### Polecenie
Odpowiedz na podstawie tekstu o książce Robina Dunbara:
(a) Jakiej narodowości jest Robin Dunbar i jakie dziedziny nauki reprezentuje?
(b) Od czego Dunbar abstrahuje w swojej książce?
(c) Jakie pytanie Dunbar zadaje „z uporem 3-latka”?

### Prezentowany tekst
---*---
Co to znaczy być człowiekiem? To kluczowe pytanie otwiera najnowszą książkę brytyjskiego biologa i antropologa, Robina Dunbara. Ilu przyjaciół potrzebuje człowiek? jest zbiorem rozważań o fenomenie ludzkiego umysłu, sile i potencjale naszych mózgów. Co istotne, Dunbar abstrahuje od tradycyjnej antropologii kulturowej i skupia się głównie na analizie współczesności. Kwestionuje pewniki i oczywistości będące podstawą funkcjonowania wysoko rozwiniętych społeczeństw. Nie satysfakcjoują go odpowiedzi sprowadzające się do stwierdzenia, że „tak to już jest” i z uporem 3-latka zadaje pytanie „dlaczego?”. Co najistotniejsze, jako profesjonalny ewolucjonista Dunbar wyjaśnia genezę oraz zasadność poszczególnych zjawisk; obala wszystkie założenia kreacjonizmu.
---*---
### Zestaw wierszy
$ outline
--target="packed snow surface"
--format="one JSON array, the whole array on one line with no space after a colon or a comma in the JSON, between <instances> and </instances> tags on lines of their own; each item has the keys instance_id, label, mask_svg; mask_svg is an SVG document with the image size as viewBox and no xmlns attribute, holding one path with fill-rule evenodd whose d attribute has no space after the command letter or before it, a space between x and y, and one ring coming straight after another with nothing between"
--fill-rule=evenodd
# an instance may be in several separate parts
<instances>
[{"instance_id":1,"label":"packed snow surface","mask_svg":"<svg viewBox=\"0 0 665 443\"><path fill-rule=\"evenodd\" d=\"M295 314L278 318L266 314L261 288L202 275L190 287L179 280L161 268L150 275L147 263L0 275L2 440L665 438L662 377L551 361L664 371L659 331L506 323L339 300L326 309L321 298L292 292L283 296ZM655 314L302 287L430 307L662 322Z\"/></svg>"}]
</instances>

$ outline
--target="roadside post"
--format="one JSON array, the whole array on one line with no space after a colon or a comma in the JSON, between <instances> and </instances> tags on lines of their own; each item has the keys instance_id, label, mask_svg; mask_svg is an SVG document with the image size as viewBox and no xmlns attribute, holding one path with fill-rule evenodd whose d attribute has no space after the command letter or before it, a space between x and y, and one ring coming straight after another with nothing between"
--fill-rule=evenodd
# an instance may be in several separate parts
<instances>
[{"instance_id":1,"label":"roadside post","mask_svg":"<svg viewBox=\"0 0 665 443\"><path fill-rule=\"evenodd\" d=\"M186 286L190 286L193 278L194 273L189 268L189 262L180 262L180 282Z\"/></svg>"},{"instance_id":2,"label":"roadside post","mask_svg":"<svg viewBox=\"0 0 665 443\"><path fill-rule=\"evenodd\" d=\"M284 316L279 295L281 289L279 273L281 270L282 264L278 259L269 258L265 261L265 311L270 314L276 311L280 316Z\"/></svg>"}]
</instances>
---*---
### Rozwiązanie zadania
(a) Jest brytyjskim biologiem i antropologiem.
(b) Od tradycyjnej antropologii kulturowej.
(c) Pytanie „dlaczego?”.